_Task directions_. Duplicate the passage in the hyperparameters text from "Hyperparameters are the configuration" to "wasted compute resources.".

_Selected excerpt_.
====

Hyperparameters

Hyperparameters are the configuration settings you choose (not learned from data) and typically set before training a machine learning model. They control how the model learns, and unlike model parameters, they must be specified by you.

Understanding hyperparameters is crucial because good hyperparameter choices can dramatically improve model performance, while poor ones can lead to underfitting, overfitting, or wasted compute resources.

Hyperparameters vs. Model Parameters

Aspect	Model Parameters	Hyperparameters
Learned from data?	Yes	No (set before training)
When set?	During training	Before training
Purpose	Make predictions	Control learning process
Example	Weights in a neural network	Learning rate, tree depth

Analogy: Model parameters are the chef’s recipe adjustments (learned through cooking). Hyperparameters are the kitchen equipment and cooking method (chosen before starting).

Common Hyperparameters by Model Type

Linear / Logistic Regression

Hyperparameter	What It Controls	Typical Range
C (Regularization)	Inverse of regularization strength	0.001 - 100
Regularization Type	L1 (lasso) vs L2 (ridge)	Choice
Solver	Optimization algorithm	lbfgs, saga, liblinear
Max Iterations	How long to train	100 - 10000

Decision Trees / Random Forests

Hyperparameter	What It Controls	Typical Range
Max Depth	Tree complexity	3 - 20 (None for unlimited)

====

_Data excerpts_.
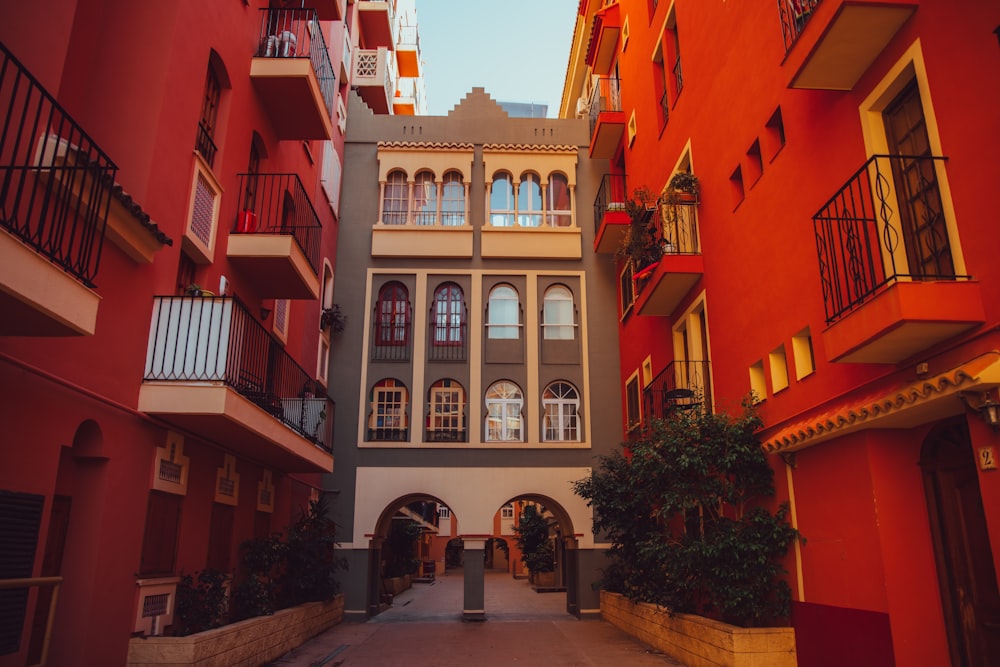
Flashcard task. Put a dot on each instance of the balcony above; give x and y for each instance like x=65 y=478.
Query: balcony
x=213 y=370
x=276 y=240
x=373 y=78
x=604 y=39
x=408 y=51
x=671 y=263
x=682 y=385
x=376 y=20
x=830 y=44
x=55 y=194
x=610 y=219
x=889 y=284
x=291 y=71
x=607 y=120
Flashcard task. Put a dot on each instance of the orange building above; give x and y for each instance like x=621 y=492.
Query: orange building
x=840 y=263
x=169 y=201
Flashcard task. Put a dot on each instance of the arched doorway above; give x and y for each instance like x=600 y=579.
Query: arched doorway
x=962 y=550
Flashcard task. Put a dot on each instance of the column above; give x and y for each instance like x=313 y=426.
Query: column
x=473 y=607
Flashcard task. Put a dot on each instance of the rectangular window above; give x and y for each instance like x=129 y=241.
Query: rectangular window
x=633 y=411
x=159 y=542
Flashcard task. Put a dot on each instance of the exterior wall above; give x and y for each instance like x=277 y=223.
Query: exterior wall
x=475 y=478
x=851 y=433
x=69 y=405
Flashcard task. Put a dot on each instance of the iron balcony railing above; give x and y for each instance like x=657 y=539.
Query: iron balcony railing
x=681 y=385
x=55 y=182
x=860 y=241
x=296 y=33
x=391 y=336
x=278 y=204
x=447 y=341
x=610 y=197
x=794 y=14
x=606 y=96
x=216 y=339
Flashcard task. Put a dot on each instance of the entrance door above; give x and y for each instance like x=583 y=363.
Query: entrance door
x=961 y=542
x=928 y=250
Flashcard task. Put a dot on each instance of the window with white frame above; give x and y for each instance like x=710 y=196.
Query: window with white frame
x=425 y=199
x=560 y=408
x=453 y=200
x=446 y=412
x=502 y=207
x=503 y=318
x=395 y=199
x=388 y=421
x=557 y=314
x=504 y=421
x=529 y=201
x=558 y=210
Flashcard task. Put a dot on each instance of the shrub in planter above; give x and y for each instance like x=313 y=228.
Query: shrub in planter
x=683 y=507
x=532 y=537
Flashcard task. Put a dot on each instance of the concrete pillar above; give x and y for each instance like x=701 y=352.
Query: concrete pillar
x=473 y=607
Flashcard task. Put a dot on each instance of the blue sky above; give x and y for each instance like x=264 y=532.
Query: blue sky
x=517 y=52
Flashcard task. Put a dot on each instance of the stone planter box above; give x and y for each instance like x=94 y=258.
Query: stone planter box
x=254 y=641
x=698 y=641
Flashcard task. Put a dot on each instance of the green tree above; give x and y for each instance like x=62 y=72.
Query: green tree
x=683 y=507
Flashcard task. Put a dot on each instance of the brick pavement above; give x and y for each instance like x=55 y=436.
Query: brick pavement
x=423 y=628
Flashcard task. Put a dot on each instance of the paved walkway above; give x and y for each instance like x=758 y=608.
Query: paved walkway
x=423 y=628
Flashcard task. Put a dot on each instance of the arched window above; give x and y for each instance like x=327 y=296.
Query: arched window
x=425 y=199
x=388 y=421
x=453 y=200
x=557 y=206
x=392 y=315
x=560 y=405
x=529 y=201
x=395 y=199
x=502 y=201
x=503 y=318
x=557 y=314
x=503 y=412
x=446 y=412
x=449 y=316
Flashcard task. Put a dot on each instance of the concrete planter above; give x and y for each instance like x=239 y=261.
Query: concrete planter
x=254 y=641
x=698 y=641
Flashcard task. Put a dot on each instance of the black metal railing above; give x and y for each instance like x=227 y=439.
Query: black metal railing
x=606 y=96
x=681 y=385
x=55 y=182
x=204 y=144
x=391 y=337
x=610 y=197
x=388 y=435
x=216 y=339
x=793 y=15
x=278 y=204
x=296 y=33
x=446 y=435
x=447 y=341
x=860 y=243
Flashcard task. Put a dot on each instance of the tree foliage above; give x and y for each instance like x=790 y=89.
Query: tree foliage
x=682 y=510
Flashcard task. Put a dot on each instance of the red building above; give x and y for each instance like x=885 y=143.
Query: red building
x=169 y=200
x=841 y=264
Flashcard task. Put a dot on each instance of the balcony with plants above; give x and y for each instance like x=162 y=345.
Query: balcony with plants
x=55 y=195
x=829 y=44
x=213 y=370
x=662 y=244
x=891 y=285
x=292 y=72
x=276 y=239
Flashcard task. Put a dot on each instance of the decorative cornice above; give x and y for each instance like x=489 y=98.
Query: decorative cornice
x=875 y=410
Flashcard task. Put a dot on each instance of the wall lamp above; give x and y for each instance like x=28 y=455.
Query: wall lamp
x=984 y=404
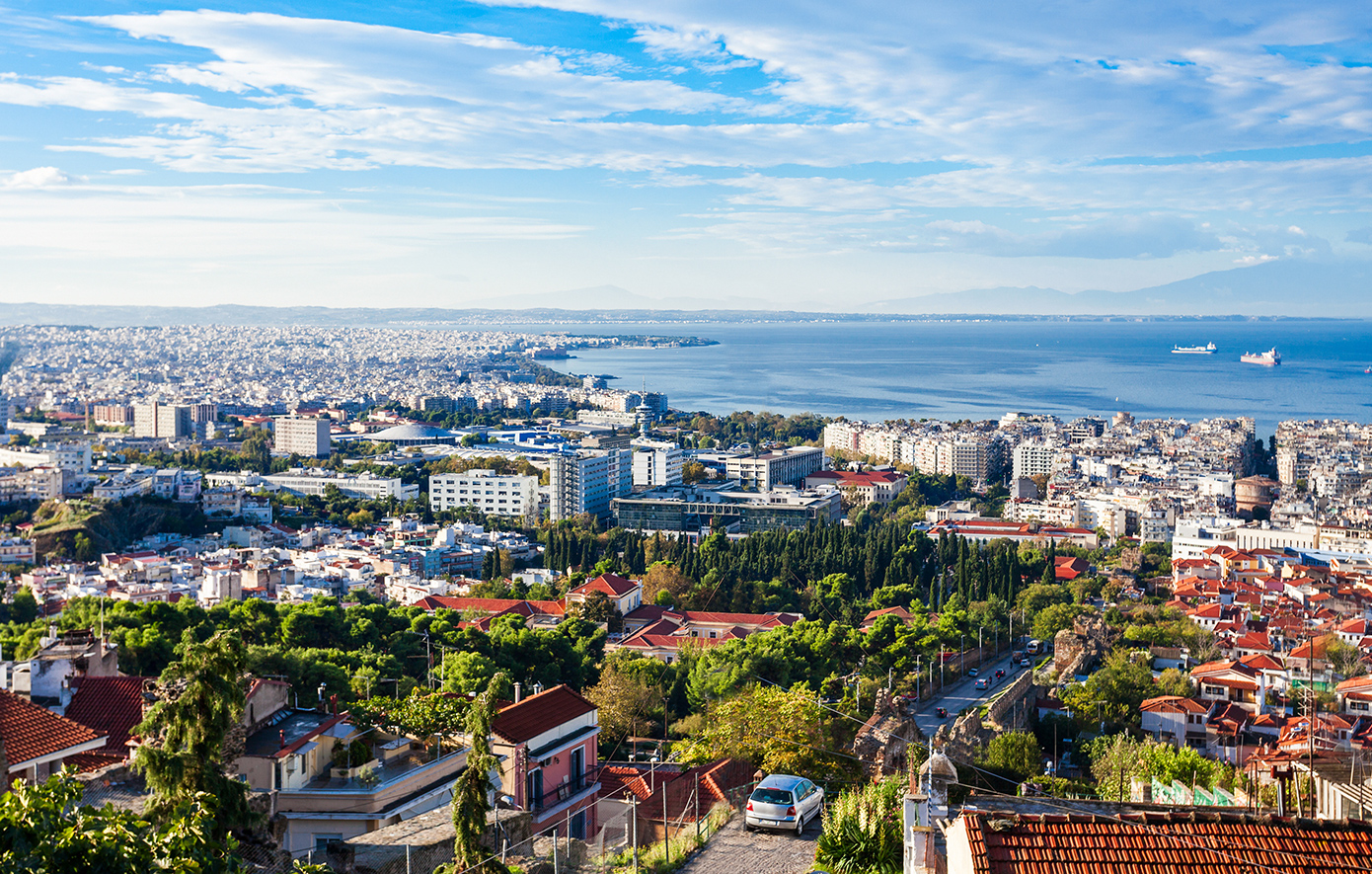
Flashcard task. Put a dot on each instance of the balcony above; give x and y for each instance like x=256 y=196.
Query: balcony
x=564 y=795
x=398 y=778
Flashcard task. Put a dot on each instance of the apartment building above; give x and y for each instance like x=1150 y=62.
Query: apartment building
x=656 y=464
x=162 y=420
x=485 y=490
x=784 y=467
x=587 y=482
x=302 y=437
x=1033 y=460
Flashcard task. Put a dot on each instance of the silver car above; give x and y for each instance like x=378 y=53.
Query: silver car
x=784 y=802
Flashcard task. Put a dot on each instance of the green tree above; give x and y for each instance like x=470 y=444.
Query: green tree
x=44 y=829
x=1054 y=619
x=25 y=606
x=1013 y=754
x=626 y=703
x=184 y=734
x=83 y=549
x=471 y=792
x=776 y=729
x=1038 y=596
x=1344 y=658
x=864 y=831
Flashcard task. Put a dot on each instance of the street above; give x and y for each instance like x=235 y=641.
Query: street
x=734 y=849
x=963 y=694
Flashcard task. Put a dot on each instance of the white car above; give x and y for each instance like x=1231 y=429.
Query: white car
x=784 y=802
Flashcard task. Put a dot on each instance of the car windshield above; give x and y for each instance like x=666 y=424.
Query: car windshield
x=771 y=796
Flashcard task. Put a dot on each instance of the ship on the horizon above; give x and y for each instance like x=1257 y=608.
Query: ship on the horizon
x=1193 y=350
x=1269 y=358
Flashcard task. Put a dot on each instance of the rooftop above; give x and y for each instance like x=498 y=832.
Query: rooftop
x=1189 y=842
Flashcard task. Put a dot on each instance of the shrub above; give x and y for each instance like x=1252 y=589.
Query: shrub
x=864 y=831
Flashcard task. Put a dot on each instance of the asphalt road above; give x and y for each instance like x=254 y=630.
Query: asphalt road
x=963 y=694
x=734 y=851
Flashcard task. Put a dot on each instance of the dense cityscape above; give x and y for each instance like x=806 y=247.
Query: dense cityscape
x=384 y=532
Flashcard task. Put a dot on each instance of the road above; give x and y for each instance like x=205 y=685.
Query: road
x=734 y=851
x=962 y=694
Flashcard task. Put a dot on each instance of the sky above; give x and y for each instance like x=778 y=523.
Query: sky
x=804 y=154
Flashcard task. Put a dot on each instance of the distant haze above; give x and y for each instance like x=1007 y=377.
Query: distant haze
x=999 y=157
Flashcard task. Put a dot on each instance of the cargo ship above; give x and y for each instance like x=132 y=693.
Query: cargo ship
x=1269 y=358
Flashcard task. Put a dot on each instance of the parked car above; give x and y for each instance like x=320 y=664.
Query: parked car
x=784 y=802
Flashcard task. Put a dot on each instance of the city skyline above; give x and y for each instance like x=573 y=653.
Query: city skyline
x=769 y=157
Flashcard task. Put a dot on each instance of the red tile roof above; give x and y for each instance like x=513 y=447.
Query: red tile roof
x=32 y=732
x=1193 y=842
x=112 y=705
x=612 y=585
x=521 y=722
x=489 y=605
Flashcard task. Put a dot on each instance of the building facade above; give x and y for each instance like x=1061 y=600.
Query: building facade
x=302 y=437
x=485 y=490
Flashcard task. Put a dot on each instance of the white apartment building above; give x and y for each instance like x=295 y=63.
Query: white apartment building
x=302 y=437
x=74 y=457
x=162 y=420
x=485 y=490
x=1033 y=460
x=785 y=467
x=656 y=464
x=589 y=480
x=1061 y=514
x=29 y=485
x=299 y=482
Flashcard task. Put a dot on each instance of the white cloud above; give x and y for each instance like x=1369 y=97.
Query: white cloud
x=38 y=177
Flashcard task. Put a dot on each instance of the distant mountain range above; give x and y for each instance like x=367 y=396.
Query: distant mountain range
x=1304 y=288
x=1277 y=288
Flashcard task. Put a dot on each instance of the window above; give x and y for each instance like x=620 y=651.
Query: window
x=535 y=789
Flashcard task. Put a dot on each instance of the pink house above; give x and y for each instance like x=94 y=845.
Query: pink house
x=549 y=758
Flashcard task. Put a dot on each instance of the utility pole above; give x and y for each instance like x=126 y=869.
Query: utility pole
x=1312 y=711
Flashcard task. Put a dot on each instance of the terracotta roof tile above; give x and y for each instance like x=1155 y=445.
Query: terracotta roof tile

====

_Solution to the exercise_.
Hyperparameters are the configuration settings you choose (not learned from data) and typically set before training a machine learning model. They control how the model learns, and unlike model parameters, they must be specified by you.

Understanding hyperparameters is crucial because good hyperparameter choices can dramatically improve model performance, while poor ones can lead to underfitting, overfitting, or wasted compute resources.